*TO DO*.
Please copy the stretch of the testimony transcript from "Mr. EVANS - Yes; I'm" through "Yes; that's right." word for word.

*SELECTED TEXT*.
Mr. JENNER - Were they in school at the time, do you know?
Mr. EVANS - I think they were in school. They were on vacation, I believe, because this was during the summer; I am pretty sure they were on vacation over there.
Mr. JENNER - The two boys, that is, John and Robert, they were in a school that was different from the school that Lee was attending, if he was attending school, is that right?
Mr. EVANS - Well, I don't know if he was attending school or not, but I don't think they went to the same school. These other boys went to an out-of-town school, I think.
Mr. JENNER - That's what I was getting at. I was trying to have you say it voluntarily, rather than me say it. Do you understand that they were attending a military school over In Mississippi?
Mr. EVANS - Those two boys; yes.
Mr. JENNER - The two older boys?
Mr. EVANS - Yes; I'm pretty sure that that's right.
Mr. JENNER - And Lee was with his mother; he stayed with her?
Mr. EVANS. Yes; with his mother and Mr. Ekdahl - you mean in Covington now?
Mr. JENNER - No; in Texas; this was just a summer vacation over in Covington, isn't that right?
Mr. EVANS - Yes; that's right.

*SUPPLIED MATERIAL*.

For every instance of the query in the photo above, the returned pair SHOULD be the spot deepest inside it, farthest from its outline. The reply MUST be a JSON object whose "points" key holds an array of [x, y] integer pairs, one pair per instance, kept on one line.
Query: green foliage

*TASK RESPONSE*.
Mr. EVANS - Yes; I'm pretty sure that that's right.
Mr. JENNER - And Lee was with his mother; he stayed with her?
Mr. EVANS. Yes; with his mother and Mr. Ekdahl - you mean in Covington now?
Mr. JENNER - No; in Texas; this was just a summer vacation over in Covington, isn't that right?
Mr. EVANS - Yes; that's right.